2,500-Year-Old Rock Art Discovered on Tiny Indonesian Island

CANBERRA, AUSTRALIA—The International Business Times reports that 2,500-year-old cave art depicting boats, dogs, horses, and people has been discovered on the small Indonesian island of Kisar. In some of the images, the people are holding what may be shields, while in other scenes, they are playing drums or perhaps performing ceremonies. The artwork is small in size, like the drawings found on the neighboring island of Timor, according to Sue O’Connor of Australia National University. The images also resemble those found on metal drums made in northern Vietnam and southwest China and traded throughout the region some 2,500 years ago. For more on cave art in Indonesia, go to “The First Artists.”

Face of 17th-Century Scottish Soldier Reconstructed

DURHAM, ENGLAND—The Northern Echo reports that the face of one of 1,700 Scottish soldiers imprisoned in Durham after the Battle of Dunbar in 1650 has been digitally reconstructed by FaceLab experts at Liverpool John Moores University. Researchers from Durham University led by Chris Gerrard have been studying the remains of the soldiers since they were recovered from a mass grave in 2013. The skull of this man, known as “Skeleton 22,” was carefully reassembled and scanned, then combined with information gleaned from his dental calculus, and his age and anatomy, in order to create the 3-D image. The process revealed a previously unidentified scar on the soldier’s forehead. He is shown wearing a Scottish soldier’s typical gear, including a blue bonnet, and a brown jacket and shirt. The team had previously determined that the soldier was between the ages of 18 and 25 at the time of death, experienced periods of poor nutrition during his childhood, and had lived in southwest Scotland during the 1630s. The soldiers’ remains will eventually be reburied at the Elvet Hill Road Cemetery in Durham City. To read in-depth about the Scottish soldiers imprisoned in Durham, go to “After the Battle.”

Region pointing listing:
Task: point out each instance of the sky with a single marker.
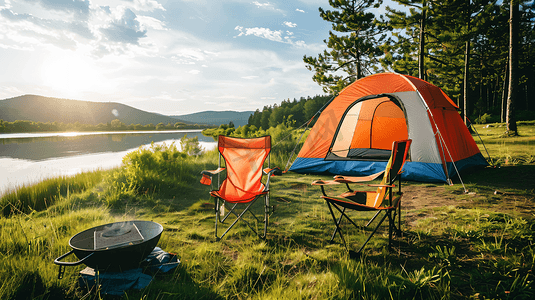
(172, 57)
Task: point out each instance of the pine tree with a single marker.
(354, 48)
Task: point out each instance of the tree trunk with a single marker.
(465, 87)
(503, 108)
(421, 66)
(513, 66)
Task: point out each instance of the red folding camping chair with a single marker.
(384, 199)
(244, 160)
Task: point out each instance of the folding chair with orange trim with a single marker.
(384, 199)
(244, 161)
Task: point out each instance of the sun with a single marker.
(69, 73)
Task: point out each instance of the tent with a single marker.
(355, 131)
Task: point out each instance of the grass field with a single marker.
(457, 244)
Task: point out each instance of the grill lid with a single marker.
(117, 235)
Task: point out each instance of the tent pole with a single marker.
(473, 127)
(306, 123)
(443, 141)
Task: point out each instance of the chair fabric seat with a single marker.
(233, 194)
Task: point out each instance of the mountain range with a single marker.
(47, 109)
(239, 118)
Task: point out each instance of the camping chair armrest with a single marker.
(354, 179)
(382, 185)
(270, 172)
(212, 172)
(274, 171)
(324, 182)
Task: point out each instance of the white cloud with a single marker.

EXERCISE 1:
In the archaeology news, why was the reassembled and scanned skull of "Skeleton 22" combined with information from his dental calculus, age, and anatomy? Answer in one to three sentences.
EXERCISE 2:
Write the next part of the archaeology news, starting after its final sentence.

RESPONSE BOX 1:
The scanned skull was combined with information from his dental calculus, age, and anatomy in order to create a 3-D image of the soldier's face.

RESPONSE BOX 2:
Roman Engineering Revealed in Corinth’s Ancient Harbor

ATHENS, GREECE—According to a report in The Guardian, members of the Lechaion Harbor Project are investigating structures built by the Romans in 44 B.C. in Lechaion, the ancient port of Corinth. Foundations of two large structures are visible in the outer harbor, but most of the ancient port is covered with sediment. The researchers suggest that by the first century A.D., large moles and quays had been built in the harbor basins with five-ton stone blocks. Pieces of wooden caissons and pilings used as foundations have also been found under the sediments. These remains can help archaeologists understand the Roman engineering process. An island in the middle of the inner basin may have served as a religious sanctuary, the base of a large statue, or a customs office. Seeds, bones, part of a wooden pulley, anchors, fishhooks, and ceramics from Italy, Tunisia, and Turkey have also been recovered. To read recent underwater excavations at the site of the Antikythera shipwreck in Greece, go to “Bronze Beauty.”

Artifacts Recovered in Aswan Excavations

ASWAN, EGYPT—Ahram Online reports that archaeological teams working with Egyptian archaeologists in the Aswan area have unearthed four intact burials of children in Gebel El-Silsila, a cemetery dating to the First Intermediate Period at Kom Ombo, and a statue thought to depict the Greek goddess Artemis in the old town of Aswan. Mostafa Waziri, secretary general of the Supreme Council of Antiquities, said that Maria Nilsson and Swedish researchers discovered the children’s tombs, which yielded a mummy in linen wrappings, traces of wooden coffins, and funerary furniture, including amulets and pottery. The tombs date to the 18th Dynasty, between 1550 and 1292 B.C. In Kom Ombo, Austrian researchers uncovered mudbrick tombs, pottery, and other grave goods in a cemetery dating to between 2181 and 2055 B.C. The cemetery had been built on top of an older one, as well as an Old Kingdom town. Abdel Moneim Saeed, general director of Aswan and Nubia Antiquities, added that a mission headed by Swiss Egyptologist Wolfgang Muller found a statue missing its head, feet, and right hand. The figure’s dress resembles that worn by Artemis, the Greek goddess of hunting, procreation, and virginity, who had been combined with the Egyptian goddesses Isis and Bastet. For more, go to “Afterlife on the Nile.”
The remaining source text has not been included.